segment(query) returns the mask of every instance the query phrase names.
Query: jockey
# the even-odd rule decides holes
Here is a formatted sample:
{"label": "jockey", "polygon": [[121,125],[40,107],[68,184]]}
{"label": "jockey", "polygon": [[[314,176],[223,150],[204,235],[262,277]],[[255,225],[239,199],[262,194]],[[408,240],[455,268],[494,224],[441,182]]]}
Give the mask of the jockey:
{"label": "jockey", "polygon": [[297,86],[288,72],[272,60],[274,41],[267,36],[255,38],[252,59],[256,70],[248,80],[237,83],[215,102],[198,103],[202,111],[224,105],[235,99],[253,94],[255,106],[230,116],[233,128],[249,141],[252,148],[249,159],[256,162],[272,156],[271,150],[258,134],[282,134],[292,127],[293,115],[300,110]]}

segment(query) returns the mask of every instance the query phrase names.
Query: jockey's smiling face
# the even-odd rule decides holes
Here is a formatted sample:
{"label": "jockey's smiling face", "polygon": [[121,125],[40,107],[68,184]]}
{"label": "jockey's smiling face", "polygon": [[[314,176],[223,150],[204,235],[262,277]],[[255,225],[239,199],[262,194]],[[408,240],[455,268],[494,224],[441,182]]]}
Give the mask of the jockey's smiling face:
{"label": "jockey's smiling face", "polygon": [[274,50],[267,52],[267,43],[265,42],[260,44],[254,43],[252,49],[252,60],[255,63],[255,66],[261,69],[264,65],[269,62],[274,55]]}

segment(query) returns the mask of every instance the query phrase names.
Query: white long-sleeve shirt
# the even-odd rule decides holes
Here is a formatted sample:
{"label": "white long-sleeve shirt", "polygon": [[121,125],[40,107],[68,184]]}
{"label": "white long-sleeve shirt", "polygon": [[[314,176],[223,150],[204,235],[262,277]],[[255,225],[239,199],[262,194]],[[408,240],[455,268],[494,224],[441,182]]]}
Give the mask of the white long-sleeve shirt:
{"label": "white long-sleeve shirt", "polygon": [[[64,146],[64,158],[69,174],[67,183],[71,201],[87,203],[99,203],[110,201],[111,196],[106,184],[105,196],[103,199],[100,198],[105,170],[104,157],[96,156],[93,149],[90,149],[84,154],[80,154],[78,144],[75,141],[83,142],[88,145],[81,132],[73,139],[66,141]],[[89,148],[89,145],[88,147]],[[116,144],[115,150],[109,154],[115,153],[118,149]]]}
--
• **Aim of the exercise**: Count the lines in the listing above that contain the string "shirt", treating uppercase and lowercase as different, and give only the number.

• **Answer for this exercise**: 5